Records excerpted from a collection

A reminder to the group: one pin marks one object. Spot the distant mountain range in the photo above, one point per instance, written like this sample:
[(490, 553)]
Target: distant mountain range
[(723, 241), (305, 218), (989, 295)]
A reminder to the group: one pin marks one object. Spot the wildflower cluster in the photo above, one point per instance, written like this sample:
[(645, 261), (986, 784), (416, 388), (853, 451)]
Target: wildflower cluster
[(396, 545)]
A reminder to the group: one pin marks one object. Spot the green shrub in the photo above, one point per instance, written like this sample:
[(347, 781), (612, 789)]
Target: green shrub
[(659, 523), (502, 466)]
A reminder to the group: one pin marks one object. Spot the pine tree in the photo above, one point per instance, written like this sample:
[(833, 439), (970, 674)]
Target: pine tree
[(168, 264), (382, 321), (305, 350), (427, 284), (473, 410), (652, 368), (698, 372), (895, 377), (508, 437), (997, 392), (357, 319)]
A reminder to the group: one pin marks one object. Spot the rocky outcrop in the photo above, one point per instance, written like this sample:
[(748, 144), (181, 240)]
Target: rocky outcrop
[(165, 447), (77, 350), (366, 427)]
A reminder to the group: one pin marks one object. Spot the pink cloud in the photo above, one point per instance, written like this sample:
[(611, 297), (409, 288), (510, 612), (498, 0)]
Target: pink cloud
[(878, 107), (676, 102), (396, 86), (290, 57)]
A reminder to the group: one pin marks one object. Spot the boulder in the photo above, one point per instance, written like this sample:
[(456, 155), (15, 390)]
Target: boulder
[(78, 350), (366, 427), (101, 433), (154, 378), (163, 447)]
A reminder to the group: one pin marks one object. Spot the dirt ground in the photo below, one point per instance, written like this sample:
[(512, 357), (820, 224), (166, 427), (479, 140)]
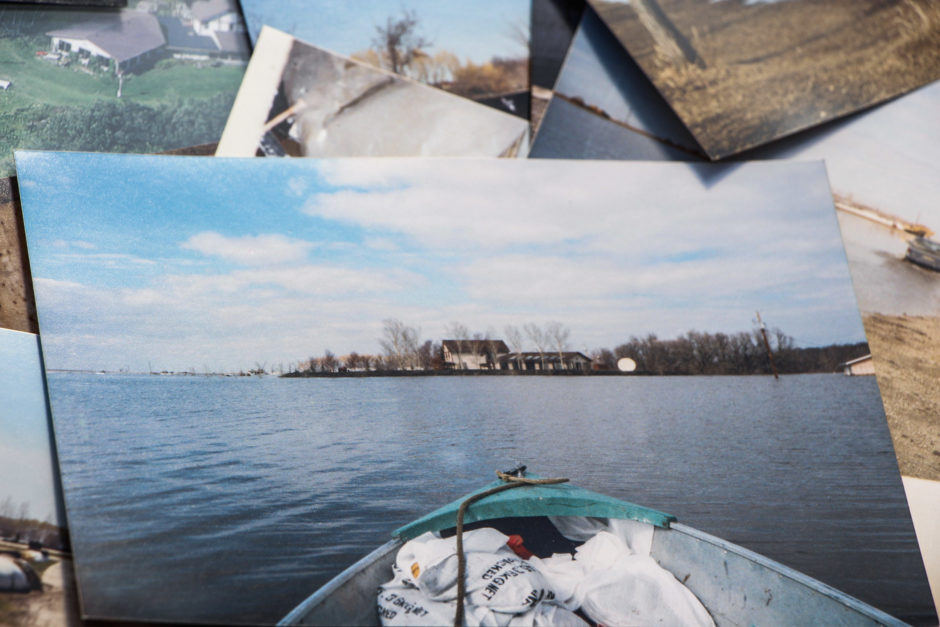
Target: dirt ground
[(906, 352), (55, 606), (770, 69), (17, 310)]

## Task to complete:
Nothing but the exact text of the records should appear in your answer, with no pictures. Please write it out.

## Answer below:
A reminder to the group: one pin marks one object. Spot the distant mountain range in the photo above, one point per instance, written like this sample:
[(490, 553)]
Target: distant mountain range
[(723, 241), (305, 218), (989, 295)]
A reminder to the group: one pin marks one object. Spot the wildflower cluster in the photo above, one point per instance, written like this sample:
[(645, 261), (986, 784), (416, 388), (853, 451)]
Target: wildflower cluster
[(396, 545)]
A reminder to the group: one pin marks one object. Spot the green shrub in the photo above, one point per instance, written like this sample:
[(347, 781), (612, 789)]
Target: green shrub
[(659, 523), (502, 466)]
A reminder to the group: one pin marks one object. Spot the pine tree in the photo above, one point per instance, written like this sample:
[(833, 439), (970, 674)]
Target: pine tree
[(168, 264), (382, 321), (305, 350), (427, 284), (473, 410), (652, 368), (698, 372), (895, 377), (508, 437), (997, 392), (357, 319)]
A reminder to the group: one pin marks one object. Spot the rocky outcrop in the photo above, one point per instance, written like this sample:
[(748, 144), (181, 240)]
Target: rocky outcrop
[(165, 447), (77, 350), (366, 427)]
A reminder to the group: one pin marks one object. Spot the pink cloud in the photo above, one point per instance, written like this sample:
[(611, 297), (409, 288), (510, 612), (498, 0)]
Target: pink cloud
[(878, 107), (676, 102), (396, 86), (290, 57)]
A reminder to the group: one pin marks one object. Spot the boulder in the photo above, one point per instance, written like this sample:
[(456, 155), (15, 390)]
Target: boulder
[(78, 350), (366, 427), (101, 433), (154, 378), (163, 447)]
A reminder to the group: one pin marks one object. Spot the dirt ground in the photo below, one point per instance, written like this sample:
[(512, 357), (820, 224), (166, 427), (479, 140)]
Target: dirt ground
[(906, 352), (55, 606), (770, 69), (17, 310)]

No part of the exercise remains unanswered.